**Task material**
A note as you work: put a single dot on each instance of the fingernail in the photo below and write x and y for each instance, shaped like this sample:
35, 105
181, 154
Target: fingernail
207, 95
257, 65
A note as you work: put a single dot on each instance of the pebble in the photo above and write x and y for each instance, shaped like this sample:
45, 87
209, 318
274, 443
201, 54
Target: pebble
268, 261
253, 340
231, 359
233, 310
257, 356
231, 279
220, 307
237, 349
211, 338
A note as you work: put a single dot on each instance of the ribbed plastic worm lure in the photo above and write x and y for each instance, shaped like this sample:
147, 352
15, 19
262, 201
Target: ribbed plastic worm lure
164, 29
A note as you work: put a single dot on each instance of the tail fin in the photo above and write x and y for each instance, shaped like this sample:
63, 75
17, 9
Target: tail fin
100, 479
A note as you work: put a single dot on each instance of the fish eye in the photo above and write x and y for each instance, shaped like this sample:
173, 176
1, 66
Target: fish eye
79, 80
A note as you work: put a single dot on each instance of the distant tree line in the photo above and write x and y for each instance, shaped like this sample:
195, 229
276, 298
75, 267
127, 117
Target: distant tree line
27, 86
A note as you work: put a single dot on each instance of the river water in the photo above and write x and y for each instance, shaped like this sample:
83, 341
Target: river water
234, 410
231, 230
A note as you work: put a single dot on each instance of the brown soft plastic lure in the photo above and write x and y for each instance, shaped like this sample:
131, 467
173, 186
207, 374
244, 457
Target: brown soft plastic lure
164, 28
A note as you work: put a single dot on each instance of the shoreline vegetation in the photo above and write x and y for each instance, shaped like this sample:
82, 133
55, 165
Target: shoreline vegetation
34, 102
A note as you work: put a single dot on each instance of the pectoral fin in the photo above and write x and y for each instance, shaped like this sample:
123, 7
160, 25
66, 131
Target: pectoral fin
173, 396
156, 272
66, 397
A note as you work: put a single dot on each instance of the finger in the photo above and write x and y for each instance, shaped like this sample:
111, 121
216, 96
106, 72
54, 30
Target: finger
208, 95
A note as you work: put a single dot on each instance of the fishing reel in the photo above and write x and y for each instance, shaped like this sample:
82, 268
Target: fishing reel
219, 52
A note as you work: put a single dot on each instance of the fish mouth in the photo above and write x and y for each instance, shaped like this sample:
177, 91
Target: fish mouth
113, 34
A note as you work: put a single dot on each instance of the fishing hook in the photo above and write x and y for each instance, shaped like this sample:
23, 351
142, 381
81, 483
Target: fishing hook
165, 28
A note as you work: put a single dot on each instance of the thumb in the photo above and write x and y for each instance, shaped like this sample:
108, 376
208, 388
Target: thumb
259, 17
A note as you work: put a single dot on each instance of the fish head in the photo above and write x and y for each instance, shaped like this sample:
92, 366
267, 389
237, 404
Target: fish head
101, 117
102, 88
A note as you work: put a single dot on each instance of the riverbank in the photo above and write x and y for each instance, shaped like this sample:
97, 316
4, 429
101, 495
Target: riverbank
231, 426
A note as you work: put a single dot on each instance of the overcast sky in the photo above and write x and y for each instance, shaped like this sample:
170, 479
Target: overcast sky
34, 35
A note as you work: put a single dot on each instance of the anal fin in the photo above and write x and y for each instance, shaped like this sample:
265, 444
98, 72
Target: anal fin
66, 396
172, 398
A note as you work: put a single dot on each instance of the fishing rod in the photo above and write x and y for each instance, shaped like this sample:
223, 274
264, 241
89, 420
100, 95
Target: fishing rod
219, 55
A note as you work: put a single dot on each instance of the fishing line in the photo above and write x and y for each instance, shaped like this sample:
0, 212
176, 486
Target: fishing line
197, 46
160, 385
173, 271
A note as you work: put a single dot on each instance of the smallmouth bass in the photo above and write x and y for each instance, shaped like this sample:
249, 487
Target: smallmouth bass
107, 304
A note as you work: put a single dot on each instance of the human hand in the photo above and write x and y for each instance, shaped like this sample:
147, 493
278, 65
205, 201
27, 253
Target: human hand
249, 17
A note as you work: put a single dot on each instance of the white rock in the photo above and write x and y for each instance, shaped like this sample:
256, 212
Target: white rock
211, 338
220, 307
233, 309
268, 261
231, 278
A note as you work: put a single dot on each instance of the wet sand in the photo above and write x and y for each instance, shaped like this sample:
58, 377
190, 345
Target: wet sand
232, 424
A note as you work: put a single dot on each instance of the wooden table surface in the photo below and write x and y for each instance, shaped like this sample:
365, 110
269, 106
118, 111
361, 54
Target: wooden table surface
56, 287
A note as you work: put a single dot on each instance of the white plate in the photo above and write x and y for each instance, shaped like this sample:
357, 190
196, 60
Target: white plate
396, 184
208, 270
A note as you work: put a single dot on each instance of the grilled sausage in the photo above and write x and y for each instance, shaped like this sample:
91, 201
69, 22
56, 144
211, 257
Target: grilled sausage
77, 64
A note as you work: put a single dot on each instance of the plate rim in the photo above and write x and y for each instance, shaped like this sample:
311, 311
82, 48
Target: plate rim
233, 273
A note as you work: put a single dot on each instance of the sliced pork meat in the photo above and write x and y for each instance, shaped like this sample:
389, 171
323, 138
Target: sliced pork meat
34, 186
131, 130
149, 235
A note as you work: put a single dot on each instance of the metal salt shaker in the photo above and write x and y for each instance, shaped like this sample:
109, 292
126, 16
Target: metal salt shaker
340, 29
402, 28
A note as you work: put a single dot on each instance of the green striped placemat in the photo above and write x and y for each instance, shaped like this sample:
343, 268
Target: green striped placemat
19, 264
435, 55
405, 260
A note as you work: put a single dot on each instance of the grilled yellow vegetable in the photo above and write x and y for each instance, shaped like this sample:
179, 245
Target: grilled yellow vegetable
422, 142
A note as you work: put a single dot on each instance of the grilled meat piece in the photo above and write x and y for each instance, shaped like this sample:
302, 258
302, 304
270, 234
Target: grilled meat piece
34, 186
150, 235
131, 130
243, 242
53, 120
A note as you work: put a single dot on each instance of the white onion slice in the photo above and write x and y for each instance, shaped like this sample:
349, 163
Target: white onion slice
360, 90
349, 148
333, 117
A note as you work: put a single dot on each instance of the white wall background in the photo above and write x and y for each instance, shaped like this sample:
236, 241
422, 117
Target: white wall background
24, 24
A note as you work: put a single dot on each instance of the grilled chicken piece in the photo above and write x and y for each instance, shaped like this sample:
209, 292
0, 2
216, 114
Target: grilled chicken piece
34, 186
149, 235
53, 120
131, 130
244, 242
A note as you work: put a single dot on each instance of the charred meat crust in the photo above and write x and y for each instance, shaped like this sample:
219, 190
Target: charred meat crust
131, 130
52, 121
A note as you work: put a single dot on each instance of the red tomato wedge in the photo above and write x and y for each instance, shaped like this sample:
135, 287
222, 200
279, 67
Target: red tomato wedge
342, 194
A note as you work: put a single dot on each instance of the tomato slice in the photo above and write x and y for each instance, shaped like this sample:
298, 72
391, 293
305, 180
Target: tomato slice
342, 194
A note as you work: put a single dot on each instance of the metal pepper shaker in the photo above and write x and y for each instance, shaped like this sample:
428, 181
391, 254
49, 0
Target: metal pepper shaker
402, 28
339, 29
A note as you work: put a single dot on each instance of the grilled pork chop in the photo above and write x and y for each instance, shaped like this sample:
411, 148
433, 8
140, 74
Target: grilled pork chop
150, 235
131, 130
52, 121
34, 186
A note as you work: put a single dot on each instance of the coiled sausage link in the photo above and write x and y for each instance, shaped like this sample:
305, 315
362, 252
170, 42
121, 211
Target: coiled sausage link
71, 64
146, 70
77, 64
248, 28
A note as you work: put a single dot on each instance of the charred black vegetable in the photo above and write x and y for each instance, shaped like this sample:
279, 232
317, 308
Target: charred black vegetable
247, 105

**Activity**
Count each line of the listing above that holds the string "below", and state that count without anything added.

**Solution to the problem**
2